## Text to read
Pope Advised Hawking Not to Study Origin of Universe
BlueCup submits a link to an Associated Press article running in the Northwest Florida Daily News which begins "Famous astrophysicist Stephen Hawking said Thursday that the late Pope John Paul II once told scientists they should not study the beginning of the universe because it was the work of God. The British author, who wrote the best-seller 'A Brief History of Time,' said that the pope made the comments at a cosmology conference at the Vatican."
According to the article, "The scientist then joked during a lecture in Hong Kong, 'I was glad he didn't realize I had presented a paper at the conference suggesting how the universe began. I didn't fancy the thought of being handed over to the Inquisition like Galileo.'"
Church versus Science. Not exactly a new story.
But, I'm surprised to hear the Pope said this. I'd thought the Catholic church was relatively progressive in terms of creationism. A few hundred years ago, it might have made a difference what they thought.
These days, this kind of comment makes the church look archaic rather than actually discouraging scientists. At least in Europe.
If we can put a man on the moon, why can't we shoot people for Apollo-related non-sequiturs?
I know a couple of scientists who are religious (Christian) and none of them understand what the deal is with the fundamentalists who insist on a literal interpretation of the Bible. As far as they're concerned, they're using their God given brain to study how God does His thing. A very classic way of thinking about science. IIRC, Newton, Galileo, Copernicus, etc... all thought of their scientific work as a way to worship Him.
The Pope doesn't represent all of Chistianity or religion for that matter. Hawkings should study and theorize the origin of the universe as much as he wants. He probably will never determine if a higher being actually flipped the switch that made it happen, though. Science explains how, what, where, and when. Religion explains who and why.
Tired of being "punished" by the Slashdot $rtbl since 2002. I'm now over at http://soylentnews.org/ .
Funny how they only do this with the sciences that threaten their beliefs.

## Data listing
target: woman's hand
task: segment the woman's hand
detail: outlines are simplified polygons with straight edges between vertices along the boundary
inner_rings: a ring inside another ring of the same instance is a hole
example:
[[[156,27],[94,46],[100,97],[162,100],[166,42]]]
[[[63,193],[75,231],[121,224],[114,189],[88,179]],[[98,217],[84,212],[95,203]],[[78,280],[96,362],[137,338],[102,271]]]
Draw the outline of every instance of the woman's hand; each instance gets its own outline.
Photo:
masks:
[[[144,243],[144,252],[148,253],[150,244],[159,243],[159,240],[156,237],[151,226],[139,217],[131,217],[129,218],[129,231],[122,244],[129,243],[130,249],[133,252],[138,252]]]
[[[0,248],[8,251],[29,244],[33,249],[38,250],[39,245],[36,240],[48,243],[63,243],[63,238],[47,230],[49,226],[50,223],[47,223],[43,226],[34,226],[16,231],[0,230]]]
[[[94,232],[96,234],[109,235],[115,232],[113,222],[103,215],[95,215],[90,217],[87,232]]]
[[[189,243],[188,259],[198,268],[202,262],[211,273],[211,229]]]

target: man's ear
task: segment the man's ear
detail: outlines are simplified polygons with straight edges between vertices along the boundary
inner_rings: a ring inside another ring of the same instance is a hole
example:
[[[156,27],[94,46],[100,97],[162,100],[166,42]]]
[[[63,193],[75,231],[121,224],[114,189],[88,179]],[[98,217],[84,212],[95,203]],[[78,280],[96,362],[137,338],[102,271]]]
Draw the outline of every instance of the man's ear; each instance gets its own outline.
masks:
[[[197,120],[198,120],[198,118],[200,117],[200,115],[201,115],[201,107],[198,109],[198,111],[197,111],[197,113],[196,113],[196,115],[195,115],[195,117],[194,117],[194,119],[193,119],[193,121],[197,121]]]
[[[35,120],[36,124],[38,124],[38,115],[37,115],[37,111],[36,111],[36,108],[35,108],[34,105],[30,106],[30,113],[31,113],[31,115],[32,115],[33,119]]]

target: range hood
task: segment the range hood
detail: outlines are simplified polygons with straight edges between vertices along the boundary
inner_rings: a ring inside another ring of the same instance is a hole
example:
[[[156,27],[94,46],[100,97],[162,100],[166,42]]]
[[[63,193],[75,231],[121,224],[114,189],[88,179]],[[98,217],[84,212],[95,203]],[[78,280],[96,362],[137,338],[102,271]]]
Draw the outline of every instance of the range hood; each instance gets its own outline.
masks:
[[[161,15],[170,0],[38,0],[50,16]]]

==

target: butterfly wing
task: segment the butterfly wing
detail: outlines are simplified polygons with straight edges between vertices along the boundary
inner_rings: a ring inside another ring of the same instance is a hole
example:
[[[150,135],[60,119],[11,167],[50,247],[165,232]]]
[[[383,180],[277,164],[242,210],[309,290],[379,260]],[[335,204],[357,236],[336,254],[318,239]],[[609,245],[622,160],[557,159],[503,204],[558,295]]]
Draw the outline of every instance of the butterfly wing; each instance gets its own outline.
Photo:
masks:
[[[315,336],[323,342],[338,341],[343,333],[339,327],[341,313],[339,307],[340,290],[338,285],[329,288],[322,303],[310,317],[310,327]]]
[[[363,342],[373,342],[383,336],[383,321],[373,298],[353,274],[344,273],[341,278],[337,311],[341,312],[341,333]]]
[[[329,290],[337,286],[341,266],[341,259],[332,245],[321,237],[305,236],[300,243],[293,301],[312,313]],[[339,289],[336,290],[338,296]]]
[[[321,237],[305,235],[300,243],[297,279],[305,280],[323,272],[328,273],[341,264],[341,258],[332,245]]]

## Goal
Carry on the discussion about the Pope advising Hawking, starting after its last comment. The lines are separate material and have no connection to the discussion of Hawking and the Pope.

## Answer to the task
Huh? What? Threatens their beliefs? The Big Bang? Are you reading the same theory I am? The Big Bang is litterally a religious persons DREAM scientific theory. They couldn't have written it any better themselves. Not only is it the perfect theory explaining the moment of creation, but it also predicts that not only does everything happen, all of creation, in a single moment, at a single point, but it even predicts that our laws and rules and science cannot touch anything that happened before it. It, literally, points to a single moment/point and says the entire universe came from this point, at this time, and we can never hope to know what happened before that.
If that's not "biblical" in it's details, then nothing is.
That's my thought. Why shouldn't we study everything so we can bask in the full glory of God's work?
of course with knowledge comes the fact that most religions are just social engineering scams designed to control the population and make people feel better about themselves at the expense of others^H^H non-believers.
Oh well I have my beliefs and I don't care if no one else believes what I do. A good life involves giving to others, for in the end only kindness matters.
i thought once I was found, but it was only a dream.
If you look at all of the other statements that JPII made regarding science and faith, this would immediately strike you as out of character. Add that to the fact that I've never seen someone actually produce proof that he ever said it, like a transcription or something. So, I think Hawking either misquoted, misunderstood(given JPII's accent, understandable) or made up the quote. After all, it makes a good joke, right?
All that is necessary for the triumph of good is that evil men do nothing.
Just think about what a pathetic concept of divinity that is: a supposedly almighty God who dislikes it when his creation looks at his works. That's in addition to all the smighting, shame, pain, and torture that Catholicism says God inflicts on the world.
I'm agnostic about whether there is some higher power. But a world created and ruled by the kind of schizophrenic and conflicted being that the Catholic church postulates makes no sense to me, and my faith tells me that they are wrong; no omnipotent being could sensibly be as petty and hateful towards mankind as the Catholic church claims God is.
I was raised Baptist but am not religious these days. Many many scientists have a deep spirituality or faith and feel that science just gets you closer to the creation. I've never had a problem with science versus faith: to put it into religious terms, I presume that science is our attempt at explaining "how," and spirituality is our attempt at explaining "why." There's no disconnect here.
The bible doesn't explain how the universe was created, and explicitly says that God's timeline is nothing like man's timeline, so there's no point in parsing "six days" as meaning anything in particular to us. If I feel like parsing it at all, I'd say the seventh day of rest aligns quite nicely with the future era of calmness mentioned in Revelations, so maybe we're still in the sixth day as far as God is concerned. I've subsequently heard some Israeli theologians have put forth the same conjecture. But I don't parse the bible that much, as I already figured out what I want to figure out with regards to my own spirituality: do less harm than good, and the world will be alright.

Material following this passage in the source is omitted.